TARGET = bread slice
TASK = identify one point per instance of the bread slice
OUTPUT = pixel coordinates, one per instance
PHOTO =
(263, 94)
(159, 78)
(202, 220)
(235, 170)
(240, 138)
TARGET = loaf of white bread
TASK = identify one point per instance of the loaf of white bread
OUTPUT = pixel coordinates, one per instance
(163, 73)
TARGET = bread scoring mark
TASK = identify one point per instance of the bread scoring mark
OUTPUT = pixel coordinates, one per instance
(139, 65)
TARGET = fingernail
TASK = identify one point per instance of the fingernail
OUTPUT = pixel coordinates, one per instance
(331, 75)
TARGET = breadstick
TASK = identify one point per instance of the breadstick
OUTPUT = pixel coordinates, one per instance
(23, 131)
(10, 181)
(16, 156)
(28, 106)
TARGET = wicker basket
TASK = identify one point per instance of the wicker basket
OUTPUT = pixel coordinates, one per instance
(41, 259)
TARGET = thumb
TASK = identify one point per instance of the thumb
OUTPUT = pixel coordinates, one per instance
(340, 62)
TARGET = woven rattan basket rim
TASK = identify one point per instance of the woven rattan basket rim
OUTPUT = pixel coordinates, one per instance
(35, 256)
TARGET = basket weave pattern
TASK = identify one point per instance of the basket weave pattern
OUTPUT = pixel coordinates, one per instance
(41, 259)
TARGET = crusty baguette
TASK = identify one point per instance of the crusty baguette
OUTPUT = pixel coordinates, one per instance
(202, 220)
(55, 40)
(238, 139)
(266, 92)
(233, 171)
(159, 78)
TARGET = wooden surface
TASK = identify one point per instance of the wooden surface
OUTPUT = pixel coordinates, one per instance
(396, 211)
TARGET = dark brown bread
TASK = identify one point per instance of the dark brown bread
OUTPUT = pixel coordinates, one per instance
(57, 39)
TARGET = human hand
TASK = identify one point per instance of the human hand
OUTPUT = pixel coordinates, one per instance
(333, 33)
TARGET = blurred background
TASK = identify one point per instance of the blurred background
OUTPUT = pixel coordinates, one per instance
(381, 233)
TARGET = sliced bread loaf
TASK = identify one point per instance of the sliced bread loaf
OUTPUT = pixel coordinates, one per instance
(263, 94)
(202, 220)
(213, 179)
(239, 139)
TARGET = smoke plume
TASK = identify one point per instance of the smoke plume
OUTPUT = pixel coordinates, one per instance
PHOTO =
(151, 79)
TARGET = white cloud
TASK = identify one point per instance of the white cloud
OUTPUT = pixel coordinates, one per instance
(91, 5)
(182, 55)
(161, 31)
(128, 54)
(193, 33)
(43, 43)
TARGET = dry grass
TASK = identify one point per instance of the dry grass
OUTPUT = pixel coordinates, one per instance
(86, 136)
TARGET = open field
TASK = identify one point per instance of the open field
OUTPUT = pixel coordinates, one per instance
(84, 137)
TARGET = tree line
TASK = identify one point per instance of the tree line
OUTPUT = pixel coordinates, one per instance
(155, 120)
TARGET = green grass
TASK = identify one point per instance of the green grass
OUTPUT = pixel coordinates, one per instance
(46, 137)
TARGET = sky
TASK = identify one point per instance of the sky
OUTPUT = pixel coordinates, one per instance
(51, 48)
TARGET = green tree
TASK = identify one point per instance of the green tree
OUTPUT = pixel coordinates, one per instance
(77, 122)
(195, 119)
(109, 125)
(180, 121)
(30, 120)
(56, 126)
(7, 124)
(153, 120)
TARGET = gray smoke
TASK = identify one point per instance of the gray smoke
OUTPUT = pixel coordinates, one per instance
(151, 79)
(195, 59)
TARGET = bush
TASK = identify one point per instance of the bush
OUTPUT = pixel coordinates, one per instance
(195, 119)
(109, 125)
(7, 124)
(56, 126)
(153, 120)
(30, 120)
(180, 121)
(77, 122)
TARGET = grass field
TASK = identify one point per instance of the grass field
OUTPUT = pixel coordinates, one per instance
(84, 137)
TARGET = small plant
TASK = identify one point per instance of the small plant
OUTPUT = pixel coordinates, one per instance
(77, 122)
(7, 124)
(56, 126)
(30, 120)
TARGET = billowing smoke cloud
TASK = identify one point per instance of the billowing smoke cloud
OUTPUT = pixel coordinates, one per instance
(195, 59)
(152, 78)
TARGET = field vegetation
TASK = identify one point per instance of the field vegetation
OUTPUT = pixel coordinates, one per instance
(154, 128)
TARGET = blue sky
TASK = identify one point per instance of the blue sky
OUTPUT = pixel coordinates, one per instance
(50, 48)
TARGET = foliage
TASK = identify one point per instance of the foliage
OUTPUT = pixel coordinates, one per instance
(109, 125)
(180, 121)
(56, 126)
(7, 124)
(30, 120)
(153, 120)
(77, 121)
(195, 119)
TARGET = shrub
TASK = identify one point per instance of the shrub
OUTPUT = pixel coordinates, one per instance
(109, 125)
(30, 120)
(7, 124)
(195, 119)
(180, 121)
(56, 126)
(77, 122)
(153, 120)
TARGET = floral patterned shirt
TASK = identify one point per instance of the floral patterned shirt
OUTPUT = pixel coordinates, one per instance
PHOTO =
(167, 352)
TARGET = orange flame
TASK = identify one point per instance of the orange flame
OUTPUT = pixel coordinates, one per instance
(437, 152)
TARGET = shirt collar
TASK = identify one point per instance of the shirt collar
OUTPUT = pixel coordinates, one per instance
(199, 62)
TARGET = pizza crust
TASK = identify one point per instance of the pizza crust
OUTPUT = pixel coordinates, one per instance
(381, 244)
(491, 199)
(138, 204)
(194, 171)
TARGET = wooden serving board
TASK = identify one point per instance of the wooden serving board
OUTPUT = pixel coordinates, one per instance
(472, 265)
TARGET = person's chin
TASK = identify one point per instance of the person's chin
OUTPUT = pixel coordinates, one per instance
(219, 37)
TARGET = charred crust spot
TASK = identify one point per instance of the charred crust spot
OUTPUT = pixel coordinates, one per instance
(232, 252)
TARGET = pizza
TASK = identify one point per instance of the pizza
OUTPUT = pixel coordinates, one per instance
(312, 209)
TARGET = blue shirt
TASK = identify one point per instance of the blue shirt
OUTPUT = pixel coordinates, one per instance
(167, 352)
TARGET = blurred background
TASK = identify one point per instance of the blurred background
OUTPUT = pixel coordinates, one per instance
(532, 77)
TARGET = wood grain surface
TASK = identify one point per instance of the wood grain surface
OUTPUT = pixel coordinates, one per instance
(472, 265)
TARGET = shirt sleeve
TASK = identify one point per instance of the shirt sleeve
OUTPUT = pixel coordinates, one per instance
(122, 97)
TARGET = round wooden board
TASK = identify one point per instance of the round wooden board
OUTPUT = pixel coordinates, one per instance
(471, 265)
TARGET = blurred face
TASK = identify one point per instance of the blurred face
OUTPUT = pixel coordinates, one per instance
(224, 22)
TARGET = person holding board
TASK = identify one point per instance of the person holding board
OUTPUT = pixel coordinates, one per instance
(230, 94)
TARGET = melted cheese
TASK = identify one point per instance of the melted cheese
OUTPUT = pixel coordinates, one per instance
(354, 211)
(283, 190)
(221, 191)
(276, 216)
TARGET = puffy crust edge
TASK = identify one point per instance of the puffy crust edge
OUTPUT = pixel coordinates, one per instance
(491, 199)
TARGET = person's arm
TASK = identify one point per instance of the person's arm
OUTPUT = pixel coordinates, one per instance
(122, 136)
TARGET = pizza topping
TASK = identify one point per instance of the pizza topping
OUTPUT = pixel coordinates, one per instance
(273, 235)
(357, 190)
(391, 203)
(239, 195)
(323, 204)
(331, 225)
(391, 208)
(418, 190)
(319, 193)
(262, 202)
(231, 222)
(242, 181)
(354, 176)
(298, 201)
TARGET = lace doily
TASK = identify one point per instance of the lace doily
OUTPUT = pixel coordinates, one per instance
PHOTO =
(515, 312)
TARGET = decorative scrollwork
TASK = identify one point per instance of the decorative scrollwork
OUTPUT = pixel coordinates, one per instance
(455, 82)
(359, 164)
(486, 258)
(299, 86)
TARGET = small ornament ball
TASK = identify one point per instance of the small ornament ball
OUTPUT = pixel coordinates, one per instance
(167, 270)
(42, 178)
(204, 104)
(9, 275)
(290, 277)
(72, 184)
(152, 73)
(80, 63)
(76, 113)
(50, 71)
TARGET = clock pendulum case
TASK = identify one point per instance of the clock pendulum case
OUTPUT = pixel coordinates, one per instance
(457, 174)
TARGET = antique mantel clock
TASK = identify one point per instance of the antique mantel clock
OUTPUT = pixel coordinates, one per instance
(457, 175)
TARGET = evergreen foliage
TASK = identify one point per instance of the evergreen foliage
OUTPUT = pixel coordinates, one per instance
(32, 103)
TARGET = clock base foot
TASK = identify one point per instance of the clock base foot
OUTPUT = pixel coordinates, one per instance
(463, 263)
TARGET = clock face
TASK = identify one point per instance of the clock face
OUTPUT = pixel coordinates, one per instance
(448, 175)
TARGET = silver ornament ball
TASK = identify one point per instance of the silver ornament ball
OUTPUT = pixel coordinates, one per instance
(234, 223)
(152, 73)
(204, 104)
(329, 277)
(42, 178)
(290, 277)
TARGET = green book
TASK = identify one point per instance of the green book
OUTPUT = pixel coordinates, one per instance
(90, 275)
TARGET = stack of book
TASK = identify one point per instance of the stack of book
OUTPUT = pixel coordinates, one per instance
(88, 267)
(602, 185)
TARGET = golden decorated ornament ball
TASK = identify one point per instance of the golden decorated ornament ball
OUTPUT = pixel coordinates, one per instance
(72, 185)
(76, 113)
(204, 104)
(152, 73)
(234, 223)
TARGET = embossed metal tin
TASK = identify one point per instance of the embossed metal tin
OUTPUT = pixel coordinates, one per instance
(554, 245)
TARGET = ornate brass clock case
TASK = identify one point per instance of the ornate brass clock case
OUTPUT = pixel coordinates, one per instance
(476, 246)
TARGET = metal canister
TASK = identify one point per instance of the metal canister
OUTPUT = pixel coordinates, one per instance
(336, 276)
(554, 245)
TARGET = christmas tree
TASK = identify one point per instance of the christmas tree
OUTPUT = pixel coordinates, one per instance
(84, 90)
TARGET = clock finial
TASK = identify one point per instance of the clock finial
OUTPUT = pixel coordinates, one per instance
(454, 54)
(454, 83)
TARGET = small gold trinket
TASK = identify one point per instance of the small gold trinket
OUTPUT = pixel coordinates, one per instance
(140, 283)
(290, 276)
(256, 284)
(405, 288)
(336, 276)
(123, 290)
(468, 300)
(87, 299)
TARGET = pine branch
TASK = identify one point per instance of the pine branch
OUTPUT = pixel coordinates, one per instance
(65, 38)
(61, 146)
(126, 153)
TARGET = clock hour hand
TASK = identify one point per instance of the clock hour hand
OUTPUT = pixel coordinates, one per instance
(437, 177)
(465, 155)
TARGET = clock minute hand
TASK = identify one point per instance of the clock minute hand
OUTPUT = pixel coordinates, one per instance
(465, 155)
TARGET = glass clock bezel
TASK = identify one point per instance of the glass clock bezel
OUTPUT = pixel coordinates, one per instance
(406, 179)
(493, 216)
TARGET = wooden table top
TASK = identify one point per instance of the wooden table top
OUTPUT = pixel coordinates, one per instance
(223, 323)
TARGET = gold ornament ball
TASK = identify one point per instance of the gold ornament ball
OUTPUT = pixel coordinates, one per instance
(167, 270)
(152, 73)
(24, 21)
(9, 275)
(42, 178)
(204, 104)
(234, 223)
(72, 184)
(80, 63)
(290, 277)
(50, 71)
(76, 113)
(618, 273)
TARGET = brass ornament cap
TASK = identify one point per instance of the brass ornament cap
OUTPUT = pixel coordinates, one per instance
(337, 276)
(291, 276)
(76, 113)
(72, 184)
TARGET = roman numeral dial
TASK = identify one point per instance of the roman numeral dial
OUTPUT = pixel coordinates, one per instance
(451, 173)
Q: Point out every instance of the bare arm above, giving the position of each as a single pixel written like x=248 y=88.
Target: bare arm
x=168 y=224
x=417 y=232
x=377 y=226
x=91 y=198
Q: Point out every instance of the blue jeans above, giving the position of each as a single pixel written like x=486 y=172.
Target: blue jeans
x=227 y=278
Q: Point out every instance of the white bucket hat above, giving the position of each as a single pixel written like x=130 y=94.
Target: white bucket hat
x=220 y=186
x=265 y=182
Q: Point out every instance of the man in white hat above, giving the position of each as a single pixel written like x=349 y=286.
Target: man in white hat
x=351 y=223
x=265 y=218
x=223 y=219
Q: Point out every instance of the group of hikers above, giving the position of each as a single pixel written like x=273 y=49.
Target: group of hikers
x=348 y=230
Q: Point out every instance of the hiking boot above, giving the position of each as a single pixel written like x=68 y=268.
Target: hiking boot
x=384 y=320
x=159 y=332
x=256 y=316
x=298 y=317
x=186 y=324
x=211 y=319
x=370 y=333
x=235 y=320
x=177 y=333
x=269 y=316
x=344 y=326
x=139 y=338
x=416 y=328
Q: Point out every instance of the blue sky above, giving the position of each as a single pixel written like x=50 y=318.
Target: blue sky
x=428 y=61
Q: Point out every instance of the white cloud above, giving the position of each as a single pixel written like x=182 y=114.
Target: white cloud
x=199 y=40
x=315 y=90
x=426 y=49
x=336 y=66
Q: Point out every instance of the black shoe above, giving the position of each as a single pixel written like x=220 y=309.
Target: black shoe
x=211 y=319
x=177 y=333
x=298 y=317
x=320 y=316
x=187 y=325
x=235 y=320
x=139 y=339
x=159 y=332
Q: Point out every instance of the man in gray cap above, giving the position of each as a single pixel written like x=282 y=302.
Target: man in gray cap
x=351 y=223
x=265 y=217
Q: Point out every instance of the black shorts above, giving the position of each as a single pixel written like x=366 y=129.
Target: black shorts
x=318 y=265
------------------------------------------------------------------------
**Task description:**
Extract exactly and only the lines above from the line containing "TASK = identify one point per instance of the glass" through the line containing "TASK = identify one point per instance of the gold ornament", both end lines included.

**Expected output:**
TASK = identify one point per instance of the glass clock bezel
OUTPUT = pixel coordinates, one per instance
(406, 179)
(493, 216)
TARGET = wooden table top
TASK = identify one point per instance of the wooden table top
OUTPUT = pixel coordinates, one per instance
(223, 323)
TARGET = gold ornament ball
TASK = identify one point per instance of the gold ornament ball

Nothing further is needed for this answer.